_Task goal_.
List every line in the records below that contains the string "opening".

* * *

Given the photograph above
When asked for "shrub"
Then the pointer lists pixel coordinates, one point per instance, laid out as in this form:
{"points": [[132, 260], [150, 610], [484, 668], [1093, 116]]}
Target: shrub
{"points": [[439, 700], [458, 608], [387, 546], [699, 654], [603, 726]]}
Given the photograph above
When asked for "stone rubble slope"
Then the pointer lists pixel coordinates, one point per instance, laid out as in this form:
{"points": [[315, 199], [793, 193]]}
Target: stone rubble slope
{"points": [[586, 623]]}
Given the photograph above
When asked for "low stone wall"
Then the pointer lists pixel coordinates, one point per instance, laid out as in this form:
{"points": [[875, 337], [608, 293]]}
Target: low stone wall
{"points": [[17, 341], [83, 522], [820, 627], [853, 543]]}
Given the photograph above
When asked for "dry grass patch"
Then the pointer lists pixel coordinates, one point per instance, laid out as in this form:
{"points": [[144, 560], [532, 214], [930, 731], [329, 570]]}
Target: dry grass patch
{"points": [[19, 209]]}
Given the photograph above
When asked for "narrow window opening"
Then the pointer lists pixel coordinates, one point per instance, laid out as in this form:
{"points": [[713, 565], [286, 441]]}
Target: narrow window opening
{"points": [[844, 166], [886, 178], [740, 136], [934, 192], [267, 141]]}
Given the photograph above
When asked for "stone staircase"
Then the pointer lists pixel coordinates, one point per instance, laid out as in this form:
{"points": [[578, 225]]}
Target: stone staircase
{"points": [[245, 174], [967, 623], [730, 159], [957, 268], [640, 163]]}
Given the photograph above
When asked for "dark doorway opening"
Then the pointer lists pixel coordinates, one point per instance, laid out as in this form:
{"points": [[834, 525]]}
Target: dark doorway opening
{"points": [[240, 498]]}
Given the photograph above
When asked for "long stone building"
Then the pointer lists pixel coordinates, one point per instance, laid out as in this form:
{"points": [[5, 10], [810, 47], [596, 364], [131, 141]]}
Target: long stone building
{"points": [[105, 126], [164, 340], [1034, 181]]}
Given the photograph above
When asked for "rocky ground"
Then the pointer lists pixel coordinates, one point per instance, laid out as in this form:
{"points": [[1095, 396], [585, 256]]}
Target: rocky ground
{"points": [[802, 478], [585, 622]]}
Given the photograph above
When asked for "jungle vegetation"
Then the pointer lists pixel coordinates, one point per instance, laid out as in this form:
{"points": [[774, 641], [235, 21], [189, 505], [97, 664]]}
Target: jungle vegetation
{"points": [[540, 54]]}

* * *

_Result_.
When asked for "narrow window opening"
Target: narrow window opening
When asked for "dark doorway opening"
Target: dark doorway opening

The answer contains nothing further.